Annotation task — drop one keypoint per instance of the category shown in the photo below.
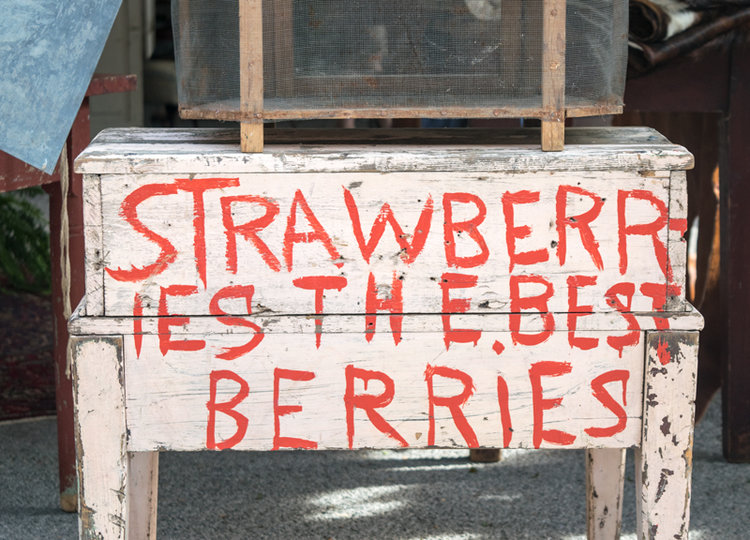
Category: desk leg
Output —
(734, 170)
(664, 460)
(605, 475)
(102, 459)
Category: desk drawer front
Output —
(341, 390)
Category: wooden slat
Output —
(553, 75)
(605, 477)
(303, 109)
(330, 198)
(664, 459)
(210, 151)
(613, 323)
(251, 75)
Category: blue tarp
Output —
(48, 52)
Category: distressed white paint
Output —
(608, 323)
(101, 454)
(171, 216)
(605, 475)
(160, 151)
(143, 490)
(167, 394)
(664, 460)
(94, 247)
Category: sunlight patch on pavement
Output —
(356, 503)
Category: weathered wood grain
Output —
(664, 460)
(143, 479)
(251, 74)
(101, 441)
(608, 323)
(94, 246)
(553, 75)
(167, 399)
(678, 226)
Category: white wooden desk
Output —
(467, 291)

....................

[What the task requires] Write out the listing above again, exactly, but with no pictures in the copy.

[Completed task]
Annotation task — drop one keypoint per instance of the category shown in the photo below.
Category: desk leg
Output —
(734, 170)
(664, 460)
(605, 475)
(102, 459)
Category: desk drawer front
Output —
(341, 390)
Category: wooden slat
Output —
(553, 75)
(605, 477)
(303, 109)
(330, 198)
(664, 459)
(210, 151)
(613, 323)
(251, 75)
Category: blue tarp
Output —
(48, 52)
Category: distressed white paint
Output —
(608, 323)
(101, 454)
(171, 216)
(605, 475)
(160, 151)
(143, 490)
(167, 394)
(664, 460)
(94, 247)
Category: sunlight patch on pavement
Output —
(356, 503)
Category: weathered wood grain
Output —
(664, 460)
(143, 479)
(251, 74)
(101, 441)
(608, 323)
(94, 246)
(553, 75)
(167, 399)
(678, 226)
Category: white wooden desk
Output —
(467, 291)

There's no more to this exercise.